** Opening Extracted material block **
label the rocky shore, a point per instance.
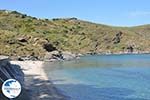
(35, 84)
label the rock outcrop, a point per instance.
(60, 56)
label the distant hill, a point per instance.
(22, 35)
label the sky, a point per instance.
(110, 12)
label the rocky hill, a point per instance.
(23, 35)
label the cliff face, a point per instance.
(10, 71)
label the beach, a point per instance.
(37, 83)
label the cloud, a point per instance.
(139, 14)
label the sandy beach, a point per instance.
(37, 83)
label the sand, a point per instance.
(37, 83)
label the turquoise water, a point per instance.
(103, 77)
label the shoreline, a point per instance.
(37, 82)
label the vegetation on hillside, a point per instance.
(22, 35)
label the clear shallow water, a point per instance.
(103, 77)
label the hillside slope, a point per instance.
(22, 35)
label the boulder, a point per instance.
(21, 39)
(49, 47)
(68, 55)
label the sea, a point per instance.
(103, 77)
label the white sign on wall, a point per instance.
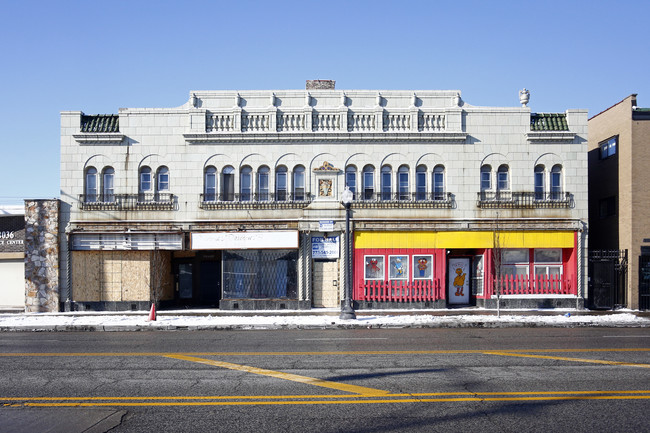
(277, 239)
(325, 248)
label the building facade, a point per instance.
(233, 200)
(619, 210)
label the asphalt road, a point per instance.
(375, 380)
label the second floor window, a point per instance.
(108, 189)
(228, 183)
(386, 187)
(263, 183)
(368, 182)
(210, 192)
(281, 183)
(91, 184)
(299, 183)
(245, 184)
(439, 182)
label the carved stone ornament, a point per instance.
(325, 188)
(326, 167)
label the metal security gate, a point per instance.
(644, 282)
(607, 278)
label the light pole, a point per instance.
(347, 312)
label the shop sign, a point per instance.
(326, 226)
(325, 248)
(277, 239)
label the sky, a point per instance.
(96, 57)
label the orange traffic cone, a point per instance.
(152, 313)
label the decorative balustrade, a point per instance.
(397, 122)
(323, 122)
(361, 122)
(254, 201)
(326, 122)
(431, 122)
(219, 122)
(403, 200)
(255, 122)
(122, 202)
(398, 290)
(532, 285)
(520, 200)
(291, 122)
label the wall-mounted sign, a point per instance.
(326, 226)
(276, 239)
(325, 248)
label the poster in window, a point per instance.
(422, 267)
(458, 282)
(374, 268)
(399, 267)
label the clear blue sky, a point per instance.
(97, 56)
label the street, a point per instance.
(369, 380)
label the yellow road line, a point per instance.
(325, 353)
(349, 401)
(286, 376)
(561, 358)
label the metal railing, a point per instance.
(253, 201)
(527, 199)
(366, 199)
(121, 202)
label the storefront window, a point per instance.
(374, 268)
(260, 274)
(399, 267)
(422, 267)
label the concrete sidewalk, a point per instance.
(214, 319)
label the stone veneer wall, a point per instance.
(42, 255)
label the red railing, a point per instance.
(399, 291)
(533, 285)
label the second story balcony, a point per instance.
(524, 200)
(128, 202)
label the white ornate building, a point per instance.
(233, 199)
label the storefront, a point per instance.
(257, 268)
(447, 269)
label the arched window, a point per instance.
(228, 183)
(263, 183)
(210, 184)
(539, 183)
(503, 183)
(486, 177)
(439, 182)
(386, 187)
(403, 182)
(421, 182)
(91, 185)
(368, 182)
(108, 189)
(556, 182)
(246, 184)
(299, 183)
(351, 179)
(162, 184)
(281, 183)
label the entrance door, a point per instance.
(458, 282)
(325, 284)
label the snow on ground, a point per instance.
(253, 320)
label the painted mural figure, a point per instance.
(459, 282)
(422, 266)
(399, 268)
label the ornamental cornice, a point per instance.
** Closing Extracted material block **
## Work instructions:
Retype all of the data above word for word, excluding the pictures.

## Answer section:
label the rocky shore, a point per instance.
(35, 84)
label the rock outcrop, a point per instance.
(60, 56)
label the distant hill, a point per instance.
(22, 35)
label the sky, a point per instance.
(110, 12)
label the rocky hill, a point per instance.
(23, 35)
label the cliff face, a point per instance.
(10, 71)
label the beach, a point per instance.
(37, 83)
label the cloud, a point per instance.
(139, 14)
label the sandy beach, a point per instance.
(37, 83)
label the sand, a point per instance.
(37, 83)
label the turquoise water, a point per instance.
(103, 77)
label the shoreline, a point per instance.
(37, 82)
label the vegetation on hillside, a point per instance.
(22, 35)
label the clear shallow water, a point per instance.
(103, 77)
label the hillside slope, a point per instance.
(22, 35)
label the boulder, a point per instance.
(21, 39)
(49, 47)
(68, 55)
label the sea, a point per instance.
(103, 77)
label the white sign on wall, a point per instance.
(277, 239)
(325, 248)
label the building facade, a point per instance.
(233, 200)
(619, 210)
label the asphalt road, a point per instance.
(375, 380)
label the second floor window, a point per instance.
(108, 189)
(228, 183)
(386, 187)
(263, 183)
(368, 182)
(210, 192)
(281, 183)
(91, 184)
(299, 183)
(245, 184)
(439, 182)
label the carved stone ornament, a point per instance.
(325, 188)
(326, 167)
label the metal security gate, a point per instance.
(644, 282)
(607, 278)
label the light pole, a point per instance.
(347, 312)
label the shop sign, a point per instance.
(326, 226)
(325, 248)
(277, 239)
label the sky, a point per instance.
(96, 57)
label the orange traffic cone, a point per instance.
(152, 313)
label the decorative balustrade, a point per instance.
(397, 122)
(323, 122)
(361, 122)
(254, 201)
(326, 122)
(431, 122)
(219, 122)
(403, 200)
(255, 122)
(122, 202)
(398, 290)
(532, 285)
(520, 200)
(291, 122)
label the wall-mounted sign, a point per instance.
(326, 226)
(276, 239)
(325, 248)
label the poster in window, a point per instance.
(422, 267)
(458, 282)
(374, 268)
(399, 267)
label the clear blue sky, a point per instance.
(97, 56)
label the street, a point per instance.
(369, 380)
label the yellow road line, a point per instance.
(325, 353)
(349, 401)
(286, 376)
(561, 358)
label the metal railing, a point per instance.
(253, 201)
(527, 199)
(366, 199)
(121, 202)
label the storefront window, a point per instance.
(374, 268)
(260, 274)
(399, 267)
(422, 267)
label the concrete sidewalk, a point per instance.
(214, 319)
label the stone veneer wall, a point per instance.
(42, 255)
label the red railing, a point per instance.
(399, 291)
(533, 285)
label the second story balcony, a point per instance.
(524, 200)
(128, 202)
label the white ornate building, a point per instance.
(233, 199)
label the storefront, a point per instance.
(257, 268)
(447, 269)
label the arched window, a point per instance.
(228, 183)
(263, 183)
(210, 184)
(539, 183)
(503, 183)
(486, 177)
(439, 182)
(386, 187)
(403, 182)
(421, 182)
(91, 185)
(368, 182)
(108, 189)
(556, 182)
(246, 184)
(299, 183)
(351, 179)
(162, 184)
(281, 183)
label the entrance door, a point per instance.
(458, 282)
(325, 284)
label the snow on ground, a point per instance.
(253, 320)
label the painted mural figure, a point per instance.
(459, 282)
(422, 266)
(399, 268)
label the ornamental cornice, a point per instance.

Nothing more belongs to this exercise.